Passage shown ->
------
Convenience constructor for a system with no drift Hamiltonian (H_drift = 0).

Arguments

• H_drives::Vector{<:AbstractMatrix}: Vector of drive Hamiltonians
• T_max::Float64: Maximum evolution time
• drive_bounds::DriveBounds: Drive amplitude bounds for each control. Can be:
  • Tuples (lower, upper) for asymmetric bounds
  • Scalars which are interpreted as symmetric bounds (-value, value)

Example

# Using scalars for symmetric bounds
sys = QuantumSystem([PAULIS[:X], PAULIS[:Y]], 10.0, [1.0, 1.0])
# Equivalent to: drive_bounds = [(-1.0, 1.0), (-1.0, 1.0)]

VariationalQuantumSystem <: AbstractQuantumSystem

A struct for storing variational quantum dynamics, used for sensitivity and robustness analysis.

Variational systems allow exploring how the dynamics change under perturbations to the Hamiltonian. The variational operators represent directions of uncertainty or perturbation in the system.

Fields

• H::Function: The Hamiltonian function: (u, t) -> H(u, t)
• G::Function: The isomorphic generator function: (u, t) -> G(u, t)
• G_vars::AbstractVector{<:Function}: Variational generator functions, one for each perturbation direction
• T_max::Float64: Maximum evolution time
• drive_bounds::Vector{Tuple{Float64, Float64}}: Drive amplitude bounds
• n_drives::Int: The number of control drives in the system
• levels::Int: The number of levels (dimension) in the system

See also QuantumSystem, OpenQuantumSystem.
------
Provided data ->
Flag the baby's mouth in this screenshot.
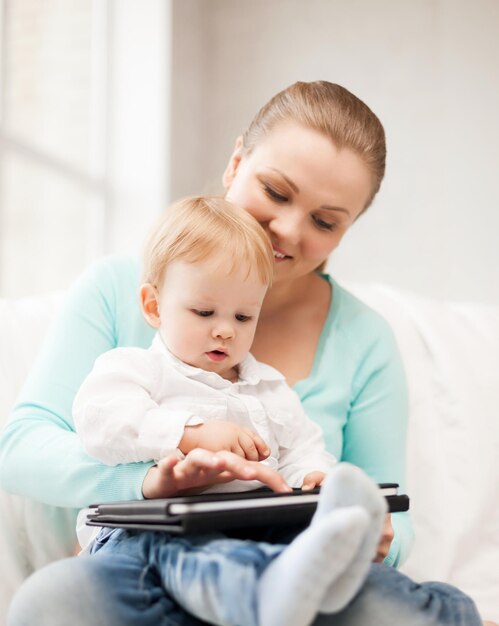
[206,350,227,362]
------
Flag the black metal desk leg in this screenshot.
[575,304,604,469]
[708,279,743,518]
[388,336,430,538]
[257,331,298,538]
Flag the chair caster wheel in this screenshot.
------
Actions to take ->
#1 Answer these questions from the quantum system documentation.
(a) How are scalar drive bounds interpreted?
(b) What kinds of analysis is VariationalQuantumSystem used for?
(c) What does the levels field hold?
#2 Write what comes next in the quantum system documentation, following on from its last line.

The responses ->
#1
(a) As symmetric bounds (-value, value).
(b) Sensitivity and robustness analysis.
(c) The number of levels (dimension) in the system.

#2
VariationalQuantumSystem(
    H_drift::AbstractMatrix,
    H_drives::AbstractVector{<:AbstractMatrix},
    H_vars::AbstractVector{<:AbstractMatrix},
    T_max::Float64,
    drive_bounds::DriveBounds
)

Construct a VariationalQuantumSystem from drift, drive, and variational Hamiltonian terms.

Arguments

• H_drift::AbstractMatrix: The drift (time-independent) Hamiltonian
• H_drives::AbstractVector{<:AbstractMatrix}: Vector of drive Hamiltonians for control
• H_vars::AbstractVector{<:AbstractMatrix}: Vector of variational Hamiltonians representing perturbation directions
• T_max::Float64: Maximum evolution time
• drive_bounds::DriveBounds: Drive amplitude bounds for each control. Can be:
  • Tuples (lower, upper) for asymmetric bounds
  • Scalars which are interpreted as symmetric bounds (-value, value)

The variational operators allow sensitivity analysis by exploring how dynamics change under perturbations: Hperturbed = H + Σᵢ εᵢ * Hvars[i]

Example

varsys = VariationalQuantumSystem(
    PAULIS[:Z],                    # drift
    [PAULIS[:X], PAULIS[:Y]],      # drives
    [PAULIS[:X]],                  # variational perturbations
    10.0,                          # T_max
    [1.0, 1.0]                     # symmetric bounds: [(-1.0, 1.0), (-1.0, 1.0)]
)

get_drift(sys::AbstractQuantumSystem)

Returns the drift Hamiltonian of the system.

get_drives(sys::AbstractQuantumSystem)

Returns the drive Hamiltonians of the system.

is_hermitian(H::AbstractMatrix; tol=1e-10)

Check if a matrix is Hermitian within a tolerance.

lift_operator(operator::AbstractMatrix{<:Number}, i::Int, subsystem_levels::Vector{Int})
lift_operator(operator::AbstractMatrix{<:Number}, i::Int, n_qubits::Int; kwargs...)
lift_operator(operators::AbstractVector{<:AbstractMatrix{T}}, indices::AbstractVector{Int}, subsystem_levels::Vector{Int})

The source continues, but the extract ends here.